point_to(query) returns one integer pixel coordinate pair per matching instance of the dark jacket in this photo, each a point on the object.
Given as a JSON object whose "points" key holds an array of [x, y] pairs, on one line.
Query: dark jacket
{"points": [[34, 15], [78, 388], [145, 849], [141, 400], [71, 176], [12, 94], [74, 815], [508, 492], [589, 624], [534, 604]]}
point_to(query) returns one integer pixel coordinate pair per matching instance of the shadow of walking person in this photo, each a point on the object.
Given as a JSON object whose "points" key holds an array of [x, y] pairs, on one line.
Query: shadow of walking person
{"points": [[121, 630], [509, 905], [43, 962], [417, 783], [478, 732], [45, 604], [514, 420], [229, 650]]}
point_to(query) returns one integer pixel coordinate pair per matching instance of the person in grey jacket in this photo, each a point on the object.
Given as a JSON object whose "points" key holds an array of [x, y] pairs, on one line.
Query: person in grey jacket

════════════════════

WORK ITEM: Each line of the records that holds the word "integer" should be copied out.

RESPONSE AREA:
point_to(query) returns one integer pixel coordinate pair per matching instance of the dark jacket in this photo, each a point on the object.
point_to(query) returns one integer pixel coordinate pair per matching instance of the shadow of walking person in this photo, each a point on the object.
point_to(query) returns one integer pixel coordinate pair per matching instance of the person in grey jacket in this photo, each a point on the object.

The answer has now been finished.